- Problem description
Please continue the article below about Deng, the former slave from South Sudan, picking up after its last sentence.

- Excerpt
↓

He sits suited and collared and tied - a small blue pin on his lapel reading, “Freedom is not free.”
But it’s the line of scar tissue - 20 or so bumps stretching across his brow, from ear to ear - that catch the eye.
The first thing he did after escaping slavery was to have the markings of South Sudan’s Shilluk tribe cut into his flesh.
“For all those years that I was a slave, the dog lived better than I did,” he says.
“My slave master told me that to be treated like a human being, I must do three things: convert to Islam, take an Arab name, and become their son. To give up my identity. Now, nobody can take my identity away.”
Deng was nine when he was abducted, put on a boat going up the Nile and given to a northern Sudanese family as a “gift”.
For the next three-and-a-half years, he was the family’s beast of burden, doing chores, walking to and from the river carrying water.
“I was made to do things a child cannot do physically. It wasn’t easy, but did I have a choice? I was punished if I did not fulfil all my tasks.”
He was beaten, bullied, threatened. Run away and your legs will be cut off, he was told.
It’s difficult to imagine now. Deng sits in the restaurant of an upmarket hotel, pouring warm milk into his coffee - an award-winning abolitionist activist travelling the world to share his message that slavery is not history; that it is happening now.
But it was only after 20 years of freedom that Deng began to speak up.
For former slaves, speaking about their ordeal is taboo - shameful, says Deng. Even when he became a Sudanese long-distance swimming champion, he kept his experiences to himself.

↑

Stored data entries
↓

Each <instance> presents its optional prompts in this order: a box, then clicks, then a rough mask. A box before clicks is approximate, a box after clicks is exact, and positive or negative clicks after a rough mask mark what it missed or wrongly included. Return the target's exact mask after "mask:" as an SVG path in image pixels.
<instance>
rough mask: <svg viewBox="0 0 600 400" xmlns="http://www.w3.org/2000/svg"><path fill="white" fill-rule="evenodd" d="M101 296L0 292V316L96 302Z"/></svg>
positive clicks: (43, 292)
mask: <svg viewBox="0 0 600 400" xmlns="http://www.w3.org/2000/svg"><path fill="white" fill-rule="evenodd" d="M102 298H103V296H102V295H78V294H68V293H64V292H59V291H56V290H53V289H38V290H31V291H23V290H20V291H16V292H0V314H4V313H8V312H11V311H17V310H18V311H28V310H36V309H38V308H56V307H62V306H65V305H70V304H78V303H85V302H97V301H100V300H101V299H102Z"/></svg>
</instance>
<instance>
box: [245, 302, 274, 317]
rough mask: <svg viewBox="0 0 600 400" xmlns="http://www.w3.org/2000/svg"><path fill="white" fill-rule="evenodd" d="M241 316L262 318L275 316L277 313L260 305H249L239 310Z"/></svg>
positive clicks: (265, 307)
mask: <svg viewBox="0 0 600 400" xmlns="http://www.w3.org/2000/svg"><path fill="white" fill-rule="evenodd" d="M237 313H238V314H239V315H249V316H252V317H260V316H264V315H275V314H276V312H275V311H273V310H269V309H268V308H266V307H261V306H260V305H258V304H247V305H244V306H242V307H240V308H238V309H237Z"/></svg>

↑

- Answer below
But in 1993, having relocated to the US, he read a newspaper article that brought back the pain of his childhood.
“It said in Sudan you could buy a human being for $10. I could not believe what I saw. For three nights I couldn’t sleep. It haunted me. These were my people. This was my country. This was the very situation I had walked away from. But I was living in denial.”
Deng organised several walks across the US to raise awareness about slavery in his country, and to push for the independence of South Sudan.
“To look back and see where I am now, I consider myself a lucky victim. So many kids like me who went through what I went through will never have this opportunity, to go all over the world and speak to free people as a free person. I have a moral obligation to speak out on behalf of those who can’t speak for themselves.”
It is a moral obligation that extends to countries with clout, he says. Countries like South Africa.
South Sudan gained independence in July 2011, yet the fighting between north and south persists.
“The AU is always sitting down to discuss Sudan - but the solutions do not materialise. Africa needs a fatherhead to look up to and South Africa is in a position to play that role. If South African leaders turn a blind eye to a child calling for help, that itself is immoral.”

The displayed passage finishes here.